• [EXERCISE PROMPT] Each line of the material below should be reproduced exactly.

• [DATA SUPPLIED]
________________

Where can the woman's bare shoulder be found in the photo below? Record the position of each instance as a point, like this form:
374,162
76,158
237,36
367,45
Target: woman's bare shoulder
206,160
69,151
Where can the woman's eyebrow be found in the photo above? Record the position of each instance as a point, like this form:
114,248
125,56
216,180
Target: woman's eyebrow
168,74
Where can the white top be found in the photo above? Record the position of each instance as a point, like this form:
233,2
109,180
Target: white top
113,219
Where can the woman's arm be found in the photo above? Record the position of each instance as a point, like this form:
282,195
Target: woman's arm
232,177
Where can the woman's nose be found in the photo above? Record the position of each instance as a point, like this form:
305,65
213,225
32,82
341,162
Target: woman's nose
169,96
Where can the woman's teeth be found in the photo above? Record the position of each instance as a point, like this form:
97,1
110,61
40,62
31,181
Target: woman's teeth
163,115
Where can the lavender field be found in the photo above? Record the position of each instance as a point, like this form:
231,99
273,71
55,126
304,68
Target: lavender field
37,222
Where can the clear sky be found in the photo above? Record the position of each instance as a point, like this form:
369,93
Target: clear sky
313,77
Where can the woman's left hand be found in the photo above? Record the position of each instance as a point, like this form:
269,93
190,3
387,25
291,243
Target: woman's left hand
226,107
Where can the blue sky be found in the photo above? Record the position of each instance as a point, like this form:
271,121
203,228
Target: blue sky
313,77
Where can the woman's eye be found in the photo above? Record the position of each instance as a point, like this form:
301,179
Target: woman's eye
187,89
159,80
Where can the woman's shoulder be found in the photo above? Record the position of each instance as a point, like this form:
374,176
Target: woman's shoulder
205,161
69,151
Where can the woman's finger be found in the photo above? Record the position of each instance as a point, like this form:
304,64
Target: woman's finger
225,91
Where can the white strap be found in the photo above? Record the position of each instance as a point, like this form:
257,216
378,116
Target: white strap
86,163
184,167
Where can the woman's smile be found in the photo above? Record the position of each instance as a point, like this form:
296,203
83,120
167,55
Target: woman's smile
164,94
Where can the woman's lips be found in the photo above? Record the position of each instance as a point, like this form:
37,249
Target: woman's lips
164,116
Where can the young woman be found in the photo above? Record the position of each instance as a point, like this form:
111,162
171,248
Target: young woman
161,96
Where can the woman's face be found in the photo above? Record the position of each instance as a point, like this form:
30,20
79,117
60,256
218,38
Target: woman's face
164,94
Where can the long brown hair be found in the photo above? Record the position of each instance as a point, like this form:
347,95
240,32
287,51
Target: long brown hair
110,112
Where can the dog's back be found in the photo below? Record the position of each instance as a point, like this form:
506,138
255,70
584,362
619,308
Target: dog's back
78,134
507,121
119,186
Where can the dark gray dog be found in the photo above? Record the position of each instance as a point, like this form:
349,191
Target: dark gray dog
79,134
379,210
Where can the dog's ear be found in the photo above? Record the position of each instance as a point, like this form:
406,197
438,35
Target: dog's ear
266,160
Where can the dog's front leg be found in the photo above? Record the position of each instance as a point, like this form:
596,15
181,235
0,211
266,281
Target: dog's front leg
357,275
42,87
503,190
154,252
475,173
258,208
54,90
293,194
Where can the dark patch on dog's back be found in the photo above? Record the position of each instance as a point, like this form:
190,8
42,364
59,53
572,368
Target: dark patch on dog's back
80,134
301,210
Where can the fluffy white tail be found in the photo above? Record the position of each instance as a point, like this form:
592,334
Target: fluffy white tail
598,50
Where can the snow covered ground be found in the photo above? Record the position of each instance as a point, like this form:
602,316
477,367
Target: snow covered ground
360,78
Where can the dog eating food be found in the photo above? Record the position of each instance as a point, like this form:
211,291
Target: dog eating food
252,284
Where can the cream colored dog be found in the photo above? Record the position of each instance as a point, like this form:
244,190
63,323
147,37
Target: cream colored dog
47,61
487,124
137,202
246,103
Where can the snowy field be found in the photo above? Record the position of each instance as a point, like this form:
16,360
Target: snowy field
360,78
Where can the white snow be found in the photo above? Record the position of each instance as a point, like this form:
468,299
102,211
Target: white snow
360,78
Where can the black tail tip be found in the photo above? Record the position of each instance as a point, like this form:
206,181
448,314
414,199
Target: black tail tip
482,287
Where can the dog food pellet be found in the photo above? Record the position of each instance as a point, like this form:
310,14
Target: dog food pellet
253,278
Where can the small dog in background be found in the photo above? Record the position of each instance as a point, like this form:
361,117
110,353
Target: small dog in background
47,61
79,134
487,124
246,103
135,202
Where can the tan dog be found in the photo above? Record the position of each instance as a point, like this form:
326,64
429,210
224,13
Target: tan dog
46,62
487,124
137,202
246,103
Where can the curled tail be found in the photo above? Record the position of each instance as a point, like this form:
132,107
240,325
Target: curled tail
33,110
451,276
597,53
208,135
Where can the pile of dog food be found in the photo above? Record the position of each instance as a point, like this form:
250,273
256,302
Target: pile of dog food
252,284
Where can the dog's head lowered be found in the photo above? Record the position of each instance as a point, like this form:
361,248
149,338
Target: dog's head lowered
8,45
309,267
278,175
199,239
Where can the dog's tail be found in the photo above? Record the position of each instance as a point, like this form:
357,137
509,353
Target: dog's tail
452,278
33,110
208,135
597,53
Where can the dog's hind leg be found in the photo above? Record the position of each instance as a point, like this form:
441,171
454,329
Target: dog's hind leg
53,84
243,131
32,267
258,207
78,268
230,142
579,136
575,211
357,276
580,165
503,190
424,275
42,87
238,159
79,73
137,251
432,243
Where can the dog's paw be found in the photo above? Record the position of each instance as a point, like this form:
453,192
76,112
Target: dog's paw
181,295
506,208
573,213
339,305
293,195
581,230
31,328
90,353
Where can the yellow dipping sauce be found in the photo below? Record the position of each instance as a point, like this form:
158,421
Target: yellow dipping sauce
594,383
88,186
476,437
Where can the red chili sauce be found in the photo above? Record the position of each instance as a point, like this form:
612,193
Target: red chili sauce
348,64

________________

• [SOLUTION FOR THIS PROBLEM]
Where can the woman's bare shoulder be found in the photo below? Record the position of each instance as a point, like this form:
374,162
76,158
237,36
367,45
Target: woman's bare shoulder
206,160
69,151
Where can the woman's eyebrow be found in the photo above? Record the position of each instance as a point, like this form:
114,248
125,56
216,180
Target: woman's eyebrow
168,74
Where can the white top be found in the photo above? Record the position of each instance as a point, like this form:
233,2
109,180
Target: white top
113,219
Where can the woman's arm be found in the photo above? Record the position of each instance as a point, like this form:
282,195
Target: woman's arm
232,177
Where can the woman's nose be found in the photo above? Record the position of each instance as a point, like this form:
305,65
213,225
32,82
341,162
Target: woman's nose
169,96
Where can the woman's teeth be found in the photo above? Record the position of each instance as a point, like this form:
97,1
110,61
40,62
31,181
Target: woman's teeth
163,115
Where can the lavender field be found in the photo above? Record the position of each instance as a point, like this form:
231,99
273,71
55,126
304,68
Target: lavender field
37,222
Where can the clear sky be found in the photo above? Record the position of each instance as a point, like this form:
369,93
Target: clear sky
313,77
Where can the woman's left hand be found in the photo above? Record the position of each instance as a point, like this form:
269,93
190,3
387,25
291,243
Target: woman's left hand
226,107
Where can the blue sky be found in the photo above? Record the position of each instance as a point, like this form:
271,121
203,228
Target: blue sky
313,77
Where can the woman's eye be found in the photo above? Record the position of each instance as a point, like this form:
301,179
Target: woman's eye
187,89
159,80
Where can the woman's shoulder be found in the photo above? Record the position of each instance as a point, like this form:
374,176
Target: woman's shoulder
205,161
69,151
Where can the woman's finger be found in the photo above? Record the position of each instance as a point, like this form:
304,64
Target: woman's finger
225,91
Where can the white strap be found in the photo above? Record the position of each instance as a point, like this form:
257,216
378,116
Target: white strap
86,163
184,167
Where can the woman's smile be found in the photo above? Record the position of each instance as a point, like this form:
296,203
83,120
167,55
Target: woman's smile
164,94
Where can the woman's lips be found in the photo above? Record the position of each instance as a point, like this form:
37,249
Target: woman's lips
164,116
Where can the young woman be found in the photo above? Record the position of each instance as a point, like this form:
111,162
171,248
Target: young woman
161,96
Where can the woman's face be found in the photo above? Record the position of each instance as a point, like this form:
30,20
79,117
60,256
218,38
Target: woman's face
164,94
Where can the long brown hair be found in the photo above? Record the position of each instance as a point, like this form:
347,95
240,32
287,51
Target: long brown hair
110,112
Where can the dog's back be found in the photo below? Record the position of each instance as a point, like this form:
506,138
255,70
584,362
619,308
Target: dog's back
78,134
507,121
119,186
Where can the dark gray dog be found in the photo above? Record the position of each instance as a point, like this form:
349,191
Target: dark gray dog
79,134
379,210
Where can the dog's ear be found in the photo above? Record the position of each instance as a point, like this form:
406,197
438,35
Target: dog's ear
266,160
Where can the dog's front leg be found in the photo above? Record the position of each instance as a point, like this form:
596,15
181,235
0,211
266,281
Target: dog's front leg
357,275
42,87
503,190
154,252
475,173
258,208
54,90
293,194
Where can the dark patch on dog's back be found in the photo above? Record the position of each instance as a point, like this form:
190,8
42,364
59,53
572,368
Target: dark patch on dog's back
80,134
301,210
Where can the fluffy white tail be found in the photo above? Record the position of each instance as a point, like this form:
592,334
Target: fluffy white tail
598,50
Where can the snow covered ground be found in the photo above? Record the position of each instance as a point, like this form:
602,316
477,367
Target: snow covered ground
360,78
Where can the dog eating food be found in the photo above? Record the position of each instance as a point, like this form:
211,291
Target: dog eating food
252,284
Where can the cream colored dog be found in the photo above? Record the position of each instance as a point, like this form:
244,190
63,323
147,37
Target: cream colored dog
47,61
487,124
137,202
246,103
Where can the snowy field be found in the photo above? Record the position of each instance as a point, like this form:
16,360
Target: snowy field
360,78
Where can the white snow be found in the photo above? Record the position of each instance as a point, like this form:
468,299
102,211
Target: white snow
360,78
Where can the black tail tip be found in the photo above? Record the position of each instance as a point, like this form:
206,181
448,314
414,199
Target: black tail tip
482,287
Where can the dog food pellet be found in the photo above? Record the position of each instance as a point, like this form:
310,14
Target: dog food pellet
253,278
Where can the small dog in background be found in the photo above? Record the position of each instance as a point, like this form:
361,117
110,353
Target: small dog in background
47,61
79,134
487,124
246,103
135,202
Where can the tan dog be found in the photo above? Record the position of each instance as a point, like this form:
326,64
429,210
224,13
Target: tan dog
46,62
487,124
137,202
246,103
Where can the curled tail be found in the photo above? Record the position of each instance as a point, like this form:
132,107
240,325
Target: curled tail
33,110
451,276
597,53
208,135
Where can the pile of dog food be found in the photo above? Record the position of each instance as a point, like this form:
250,273
256,302
Target: pile of dog food
252,284
Where can the dog's head lowered be found in the photo above? Record the position of each instance as a point, like this form:
361,248
149,338
Target: dog's head lowered
8,45
309,267
278,175
199,239
Where can the dog's tail be found in the photo above? Record the position of each instance as a point, like this form:
357,137
509,353
Target: dog's tail
452,278
33,110
208,135
597,53
Where can the dog's hind leg be found in the photo above? Record the position of each instance as a point, like this form:
441,171
454,329
Target: dog's hind leg
53,84
243,131
32,267
258,207
78,268
230,142
579,136
575,211
357,276
580,165
503,190
424,275
42,87
238,159
79,73
137,251
432,243
Where can the dog's paw be found in the photo above? Record the position of each instance as a point, like this form:
453,192
76,112
Target: dog's paw
181,295
506,208
573,213
339,305
293,195
581,230
31,328
90,353
Where can the yellow dipping sauce be found in the photo below? Record the position of each instance as a point, like this form:
158,421
Target: yellow dipping sauce
594,383
88,186
476,437
Where can the red chili sauce be found in the photo above? Record the position of each instance as a point, like this form:
612,193
Target: red chili sauce
348,64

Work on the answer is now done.